_TEXTE DU DOCUMENT_:
▬▬▬▬▬▬

|
|
|
Sur le trajet entre Chittagong et Cox's Bazar, dans le sud du Bangladesh, le dynamisme est évident. Une route flambant neuve a remplacé les chemins cahoteux au sud de la ville, faisant passer les usagers à travers des rizières luxuriantes. La circulation est moins dense que dans la capitale Dacca, même si ne cessent de défiler les symboles rutilants d'une jeune classe moyenne. Sur les côtés de la route se dressent les remparts de nouveaux royaumes de béton.
Ce trajet est révélateur de la transformation qu'a connue le Bangladesh. La guerre civile et la famine du début des années 1970 ont laissé place à une révolution verte. Des politiques industrielles ingénieuses ont permis de créer des emplois dans une industrie du vêtement en plein essor, et le secteur des services connaît actuellement un développement rapide. Le taux d'extrême pauvreté est passé des quatre cinquièmes de la population à moins d'un dixième. Le pays fait partie des trois économies ayant enregistré la croissance la plus rapide en 2019.
La santé et l'éducation se sont grandement améliorées. Si au moment de l'indépendance, en 1971, l'espérance de vie moyenne était de 47 ans, les Bangladais peuvent aujourd'hui espérer vivre jusqu'à 72 ans, soit plus que la moyenne de l'Asie du Sud Est. La mortalité infantile a chuté, reculant de 149 à 28 au cours de la même période, le Bangladesh faisant encore une fois mieux que le reste de la région. Près des trois quarts des enfants bénéficient d'un enseignement secondaire, alors qu'ils n'étaient qu'un cinquième en 1973.
Ces grandes avancées sociales s'expliquent en partie par la légendaire société civile bangladaise. Pendant des décennies, les employés d'organisations non gouvernementales ont perfectionné leurs compétences dans les régions rurales. En 2015, cela leur a permis, aux côtés des Nations Unies et du gouvernement, de loger, de vacciner et de nourrir à bref délai près des trois quarts du million de réfugiés rohingya ayant traversé la frontière en direction de Cox's Bazar en provenance de l'État voisin de Rakhine au Myanmar.
Une vague de sorties de la catégorie des PMA
Ces avancées économiques et sociales ont placé le Bangladesh, de loin le PMA le plus peuplé, parmi les premiers des 12 pays censés sortir de la catégorie des PMA des Nations Unies ces prochaines années.

▬▬▬▬▬▬

_DONNÉES À EXAMINER_:
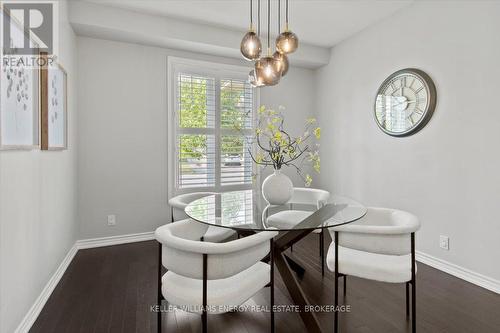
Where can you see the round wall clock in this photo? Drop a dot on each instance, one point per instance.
(405, 102)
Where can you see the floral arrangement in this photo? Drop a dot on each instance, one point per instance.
(277, 148)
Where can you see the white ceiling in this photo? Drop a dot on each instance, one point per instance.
(317, 22)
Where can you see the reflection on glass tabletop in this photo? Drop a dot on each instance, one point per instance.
(246, 210)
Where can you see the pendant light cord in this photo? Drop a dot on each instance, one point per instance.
(268, 26)
(286, 12)
(251, 14)
(279, 17)
(258, 18)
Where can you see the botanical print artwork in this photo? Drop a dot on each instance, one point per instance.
(18, 101)
(56, 107)
(54, 120)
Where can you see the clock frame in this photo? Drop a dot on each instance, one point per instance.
(431, 100)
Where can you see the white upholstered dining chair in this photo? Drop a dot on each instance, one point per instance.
(205, 277)
(302, 196)
(179, 203)
(380, 246)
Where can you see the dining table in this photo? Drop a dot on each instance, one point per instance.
(246, 212)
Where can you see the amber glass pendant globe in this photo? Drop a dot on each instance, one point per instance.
(251, 46)
(254, 80)
(287, 42)
(281, 63)
(266, 70)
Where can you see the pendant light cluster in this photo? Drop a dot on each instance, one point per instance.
(268, 69)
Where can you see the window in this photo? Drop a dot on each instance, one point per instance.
(211, 115)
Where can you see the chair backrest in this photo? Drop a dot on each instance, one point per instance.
(182, 252)
(179, 203)
(309, 196)
(381, 230)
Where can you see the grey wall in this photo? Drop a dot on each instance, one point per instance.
(123, 131)
(38, 222)
(447, 174)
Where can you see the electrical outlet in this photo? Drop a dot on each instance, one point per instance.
(444, 242)
(111, 219)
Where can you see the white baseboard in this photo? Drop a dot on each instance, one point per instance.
(34, 311)
(460, 272)
(114, 240)
(37, 307)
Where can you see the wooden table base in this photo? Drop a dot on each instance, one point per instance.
(288, 268)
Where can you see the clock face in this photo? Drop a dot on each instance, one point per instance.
(405, 102)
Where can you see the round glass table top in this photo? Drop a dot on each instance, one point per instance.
(246, 210)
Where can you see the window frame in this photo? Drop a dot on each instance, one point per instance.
(219, 71)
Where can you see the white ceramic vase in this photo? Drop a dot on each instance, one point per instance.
(277, 188)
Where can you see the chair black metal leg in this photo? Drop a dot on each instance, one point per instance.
(160, 296)
(407, 299)
(271, 262)
(322, 251)
(204, 319)
(413, 286)
(336, 301)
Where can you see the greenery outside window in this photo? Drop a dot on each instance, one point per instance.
(209, 124)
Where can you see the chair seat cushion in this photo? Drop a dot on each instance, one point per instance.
(373, 266)
(216, 234)
(222, 294)
(288, 219)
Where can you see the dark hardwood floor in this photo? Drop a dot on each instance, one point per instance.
(111, 289)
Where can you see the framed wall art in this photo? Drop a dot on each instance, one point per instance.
(53, 106)
(19, 94)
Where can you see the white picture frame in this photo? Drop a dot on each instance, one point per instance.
(19, 96)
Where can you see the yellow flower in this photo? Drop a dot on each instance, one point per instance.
(317, 165)
(259, 157)
(317, 132)
(308, 180)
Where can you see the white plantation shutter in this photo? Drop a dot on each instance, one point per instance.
(213, 119)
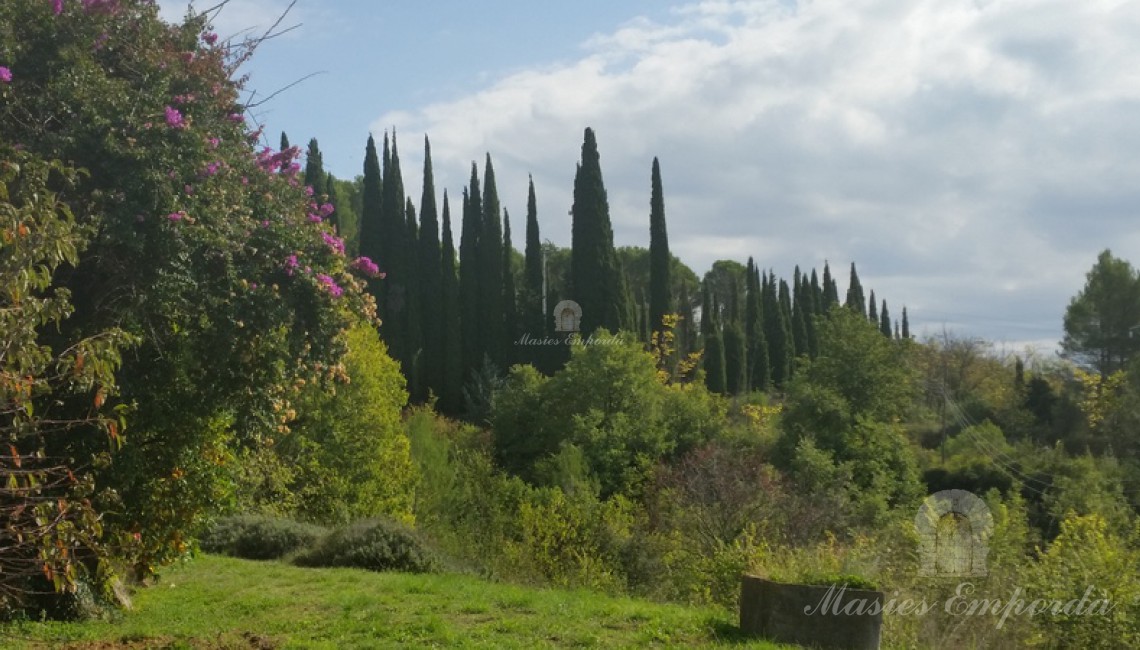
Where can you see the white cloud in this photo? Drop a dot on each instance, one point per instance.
(966, 154)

▬▬▬▬▬▬

_TRAVAIL DEMANDÉ_:
A - Recopiez mot pour mot le passage du texte sur le Bangladesh qui va de « Ce trajet est » jusqu'à « rapide en 2019. » inclus.
B - Prolongez le texte sur le Bangladesh au-delà de sa dernière phrase.

_PARTIE RÉPONSES_:
A -
Ce trajet est révélateur de la transformation qu'a connue le Bangladesh. La guerre civile et la famine du début des années 1970 ont laissé place à une révolution verte. Des politiques industrielles ingénieuses ont permis de créer des emplois dans une industrie du vêtement en plein essor, et le secteur des services connaît actuellement un développement rapide. Le taux d'extrême pauvreté est passé des quatre cinquièmes de la population à moins d'un dixième. Le pays fait partie des trois économies ayant enregistré la croissance la plus rapide en 2019.

B -
Le Bangladesh et le Myanmar étaient les deux seuls pays à remplir pour la première fois les trois critères de retrait de la liste lors du dernier examen du Comité des politiques de développement des Nations Unies en 2018. S'ils les remplissent toujours en 2021, ils pourraient sortir de la catégorie des PMA en 2024. Cinq pays devraient ne plus être considérés comme des PMA d'ici 2024, et sept autres devraient sortir de la catégorie peu de temps après.
Ainsi, après une période de transition, ces pays et leurs 270 millions d'habitants, soit un quart de la population totale des PMA, perdront les avantages associés au statut de PMA, y compris ceux découlant des accords commerciaux préférentiels et de l'engagement pris par les pays développés d'accorder en priorité une aide aux PMA, ainsi que le financement de l'action climatique à des conditions favorables, l'aide relative à la participation aux réunions internationales et les concessions budgétaires accordées par l'ONU.
La croissance de l'industrie du vêtement dans des pays comme le Bangladesh et le Myanmar a été soutenue par un accès aux marchés sans contingent et en franchise de droits au titre de l'initiative "Tout sauf des armes" (TSA) de l'Union européenne (UE) depuis son lancement en 2001. Exempté du paiement de droits sur tout ce qu'il exporte vers l'UE, le Bangladesh est devenu le deuxième exportateur mondial de vêtements. Au Myanmar, la croissance du secteur a été multipliée par dix depuis que le pays a accédé au TSA en 2013. Plus d'un demi‑million de travailleurs envoient les trois quarts de leur salaire à leurs familles qui vivent dans les régions rurales. Les fabricants de vêtements du Cambodge, qui devrait sortir de la catégorie des PMA ultérieurement, ont eux aussi grandement bénéficié du TSA.
Les exportateurs d'autres PMA tirent aussi parti des préférences commerciales, et, dans les pays qui n'exploitent pas ces avantages, les gouvernements rechignent à afficher une confiance excessive en renonçant aux modestes concessions symboliques restantes.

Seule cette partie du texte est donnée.